## Written exercise
Can you swap "dark backdrop" for "black background" in the records, starting at the line that contains "Please trace the" and continuing through the end, and give back only those lines with everything else unchanged?

★ ★ ★ ★ ★ ★ ★

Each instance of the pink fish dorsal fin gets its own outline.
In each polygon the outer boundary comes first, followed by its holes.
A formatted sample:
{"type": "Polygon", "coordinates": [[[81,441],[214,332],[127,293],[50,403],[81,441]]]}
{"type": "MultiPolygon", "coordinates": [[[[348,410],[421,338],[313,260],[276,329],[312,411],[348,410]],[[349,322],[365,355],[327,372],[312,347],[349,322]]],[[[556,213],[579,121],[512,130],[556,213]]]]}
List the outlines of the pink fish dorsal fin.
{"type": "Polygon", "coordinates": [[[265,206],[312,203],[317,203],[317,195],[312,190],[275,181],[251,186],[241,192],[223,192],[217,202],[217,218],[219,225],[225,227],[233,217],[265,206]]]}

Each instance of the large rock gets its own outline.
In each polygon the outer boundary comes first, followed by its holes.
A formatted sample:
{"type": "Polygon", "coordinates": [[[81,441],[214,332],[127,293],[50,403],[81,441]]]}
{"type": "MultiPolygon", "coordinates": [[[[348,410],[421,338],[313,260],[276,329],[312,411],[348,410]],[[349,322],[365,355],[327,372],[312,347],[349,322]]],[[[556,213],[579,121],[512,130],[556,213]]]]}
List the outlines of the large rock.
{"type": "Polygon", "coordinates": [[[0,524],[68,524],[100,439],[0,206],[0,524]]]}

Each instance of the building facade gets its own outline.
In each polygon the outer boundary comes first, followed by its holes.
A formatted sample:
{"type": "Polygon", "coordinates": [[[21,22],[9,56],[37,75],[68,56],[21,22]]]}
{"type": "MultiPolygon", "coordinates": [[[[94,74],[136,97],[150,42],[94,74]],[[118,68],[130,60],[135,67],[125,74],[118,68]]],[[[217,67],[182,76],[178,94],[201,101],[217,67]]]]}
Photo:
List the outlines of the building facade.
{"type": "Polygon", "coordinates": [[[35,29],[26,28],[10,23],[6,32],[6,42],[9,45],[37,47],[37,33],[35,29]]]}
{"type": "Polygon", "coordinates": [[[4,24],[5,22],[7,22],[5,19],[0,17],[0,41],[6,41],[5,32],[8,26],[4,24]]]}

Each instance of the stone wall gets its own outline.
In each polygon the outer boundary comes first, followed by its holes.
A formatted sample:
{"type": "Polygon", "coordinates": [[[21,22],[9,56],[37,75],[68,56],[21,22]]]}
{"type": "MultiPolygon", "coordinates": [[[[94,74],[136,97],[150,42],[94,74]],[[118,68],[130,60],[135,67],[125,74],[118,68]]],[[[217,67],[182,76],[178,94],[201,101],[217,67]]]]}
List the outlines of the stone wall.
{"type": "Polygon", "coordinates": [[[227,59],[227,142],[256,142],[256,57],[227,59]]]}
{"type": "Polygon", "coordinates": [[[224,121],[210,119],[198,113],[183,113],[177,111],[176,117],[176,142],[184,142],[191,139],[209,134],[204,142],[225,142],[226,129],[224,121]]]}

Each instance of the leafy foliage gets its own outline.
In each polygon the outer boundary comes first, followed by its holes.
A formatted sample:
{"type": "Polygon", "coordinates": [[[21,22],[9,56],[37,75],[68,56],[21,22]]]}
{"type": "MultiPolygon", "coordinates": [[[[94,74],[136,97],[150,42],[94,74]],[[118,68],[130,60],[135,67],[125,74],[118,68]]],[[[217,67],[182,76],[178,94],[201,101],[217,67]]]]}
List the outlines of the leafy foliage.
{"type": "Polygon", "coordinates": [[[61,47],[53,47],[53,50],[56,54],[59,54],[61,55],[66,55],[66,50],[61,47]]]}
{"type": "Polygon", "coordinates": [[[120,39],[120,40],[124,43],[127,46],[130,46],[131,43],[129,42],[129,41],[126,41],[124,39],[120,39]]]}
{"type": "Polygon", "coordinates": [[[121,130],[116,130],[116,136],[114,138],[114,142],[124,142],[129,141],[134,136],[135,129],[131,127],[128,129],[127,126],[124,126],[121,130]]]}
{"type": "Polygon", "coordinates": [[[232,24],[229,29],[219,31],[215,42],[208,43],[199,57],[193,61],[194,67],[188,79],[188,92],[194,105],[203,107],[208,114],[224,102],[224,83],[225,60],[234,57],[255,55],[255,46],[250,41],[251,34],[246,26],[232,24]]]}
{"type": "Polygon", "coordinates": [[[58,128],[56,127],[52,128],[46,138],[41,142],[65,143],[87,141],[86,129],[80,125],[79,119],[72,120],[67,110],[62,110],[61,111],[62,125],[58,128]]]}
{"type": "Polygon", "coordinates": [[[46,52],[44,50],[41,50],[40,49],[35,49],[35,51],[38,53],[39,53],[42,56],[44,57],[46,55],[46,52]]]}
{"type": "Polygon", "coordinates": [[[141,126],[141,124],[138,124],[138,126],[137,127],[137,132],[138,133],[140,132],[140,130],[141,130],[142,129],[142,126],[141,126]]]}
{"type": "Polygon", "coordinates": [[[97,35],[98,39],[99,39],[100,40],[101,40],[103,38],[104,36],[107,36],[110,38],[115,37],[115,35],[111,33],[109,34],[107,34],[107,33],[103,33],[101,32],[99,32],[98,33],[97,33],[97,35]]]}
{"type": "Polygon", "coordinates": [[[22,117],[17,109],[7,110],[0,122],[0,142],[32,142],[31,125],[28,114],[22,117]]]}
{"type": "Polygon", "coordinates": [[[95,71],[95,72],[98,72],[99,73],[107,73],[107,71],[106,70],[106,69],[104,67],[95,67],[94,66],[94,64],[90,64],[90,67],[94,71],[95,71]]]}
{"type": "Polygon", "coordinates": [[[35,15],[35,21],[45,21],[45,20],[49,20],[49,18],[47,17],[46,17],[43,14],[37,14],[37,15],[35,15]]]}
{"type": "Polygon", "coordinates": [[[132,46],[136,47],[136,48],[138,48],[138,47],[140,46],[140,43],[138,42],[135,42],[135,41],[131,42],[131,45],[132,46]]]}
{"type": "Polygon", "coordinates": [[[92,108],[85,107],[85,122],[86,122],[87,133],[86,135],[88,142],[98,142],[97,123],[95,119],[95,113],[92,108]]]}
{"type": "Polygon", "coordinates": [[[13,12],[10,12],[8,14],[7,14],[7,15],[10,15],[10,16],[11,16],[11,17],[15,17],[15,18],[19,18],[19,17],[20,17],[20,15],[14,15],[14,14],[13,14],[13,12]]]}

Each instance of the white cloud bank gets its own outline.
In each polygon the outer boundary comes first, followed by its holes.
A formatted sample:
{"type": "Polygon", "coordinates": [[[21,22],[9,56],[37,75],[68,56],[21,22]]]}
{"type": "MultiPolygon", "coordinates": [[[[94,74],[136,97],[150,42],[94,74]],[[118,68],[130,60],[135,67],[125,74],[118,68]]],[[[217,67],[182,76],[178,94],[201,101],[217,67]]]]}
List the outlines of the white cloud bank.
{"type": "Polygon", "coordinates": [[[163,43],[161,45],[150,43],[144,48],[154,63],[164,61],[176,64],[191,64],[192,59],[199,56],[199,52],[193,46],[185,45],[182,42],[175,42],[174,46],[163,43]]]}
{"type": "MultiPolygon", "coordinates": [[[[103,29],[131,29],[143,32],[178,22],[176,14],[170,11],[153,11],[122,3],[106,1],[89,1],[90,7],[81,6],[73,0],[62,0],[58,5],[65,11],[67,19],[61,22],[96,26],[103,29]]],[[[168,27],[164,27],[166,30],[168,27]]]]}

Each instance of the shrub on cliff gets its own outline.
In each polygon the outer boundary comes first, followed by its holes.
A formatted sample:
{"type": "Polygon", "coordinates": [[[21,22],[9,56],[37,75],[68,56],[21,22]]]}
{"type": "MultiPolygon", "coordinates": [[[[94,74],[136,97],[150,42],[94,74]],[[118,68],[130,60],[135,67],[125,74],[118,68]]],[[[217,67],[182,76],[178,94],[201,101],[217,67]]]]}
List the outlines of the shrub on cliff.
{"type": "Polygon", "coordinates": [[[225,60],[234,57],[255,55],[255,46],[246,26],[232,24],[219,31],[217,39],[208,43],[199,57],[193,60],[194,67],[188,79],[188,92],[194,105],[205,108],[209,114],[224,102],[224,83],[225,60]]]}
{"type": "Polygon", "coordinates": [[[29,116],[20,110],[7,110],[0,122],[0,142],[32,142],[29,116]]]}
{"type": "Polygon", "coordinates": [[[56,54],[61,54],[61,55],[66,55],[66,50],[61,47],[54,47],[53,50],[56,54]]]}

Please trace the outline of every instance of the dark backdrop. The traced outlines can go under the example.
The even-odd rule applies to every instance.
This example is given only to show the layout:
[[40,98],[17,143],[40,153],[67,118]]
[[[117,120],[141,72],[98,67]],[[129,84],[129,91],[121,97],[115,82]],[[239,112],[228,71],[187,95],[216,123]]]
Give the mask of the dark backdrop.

★ ★ ★ ★ ★ ★ ★

## Result for this exercise
Please trace the outline of every instance of the black background. The traced outlines can go under the example.
The even-odd rule applies to every instance.
This example is given only to show the layout:
[[40,98],[17,143],[40,153],[67,118]]
[[[117,120],[141,72],[98,67]],[[129,84],[129,91],[121,97],[115,82]],[[239,112],[228,71],[187,95],[216,123]]]
Give the mask of the black background.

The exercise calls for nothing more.